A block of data

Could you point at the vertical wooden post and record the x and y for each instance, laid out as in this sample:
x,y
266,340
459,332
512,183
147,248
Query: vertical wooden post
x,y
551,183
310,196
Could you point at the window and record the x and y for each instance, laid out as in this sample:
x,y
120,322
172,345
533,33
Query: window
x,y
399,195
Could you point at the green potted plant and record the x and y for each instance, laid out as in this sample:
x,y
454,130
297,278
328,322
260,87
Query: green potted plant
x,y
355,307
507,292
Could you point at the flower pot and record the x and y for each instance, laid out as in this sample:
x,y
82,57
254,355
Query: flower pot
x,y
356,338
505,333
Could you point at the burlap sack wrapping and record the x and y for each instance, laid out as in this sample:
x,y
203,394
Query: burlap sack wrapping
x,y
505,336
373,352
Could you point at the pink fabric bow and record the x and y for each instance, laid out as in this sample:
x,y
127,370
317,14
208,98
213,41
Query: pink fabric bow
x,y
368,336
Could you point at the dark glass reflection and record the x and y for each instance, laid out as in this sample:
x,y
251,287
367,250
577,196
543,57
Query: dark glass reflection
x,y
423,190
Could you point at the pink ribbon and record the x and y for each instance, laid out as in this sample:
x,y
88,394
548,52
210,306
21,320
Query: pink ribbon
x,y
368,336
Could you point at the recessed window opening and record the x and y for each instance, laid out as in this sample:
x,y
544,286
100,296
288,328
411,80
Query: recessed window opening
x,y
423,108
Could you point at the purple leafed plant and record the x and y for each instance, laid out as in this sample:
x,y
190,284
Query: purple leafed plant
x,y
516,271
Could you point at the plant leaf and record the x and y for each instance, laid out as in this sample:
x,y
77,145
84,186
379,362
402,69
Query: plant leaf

SET EXERCISE: Output only the lines running from the line with "Could you point at the pink ribbon" through the final line of the data, inclusive.

RESPONSE FOR THIS EXERCISE:
Could you point at the pink ribbon and record the x and y for each instance, laid out as in this sample:
x,y
88,394
548,52
210,306
21,320
Query: pink ribbon
x,y
368,336
Could you point at the recessed window opening and record the x and y for each instance, laid out as in this sample:
x,y
544,286
100,296
288,328
411,80
Query: recessed window opening
x,y
423,108
Could you point at the purple leafed plant and record the x and y for each instance, laid out as in this sample:
x,y
190,284
Query: purple leafed plant
x,y
516,271
Could you point at the plant leaf and record the x and y for each instance, laid out as in this sample:
x,y
77,145
84,186
379,362
402,69
Query: plant leaf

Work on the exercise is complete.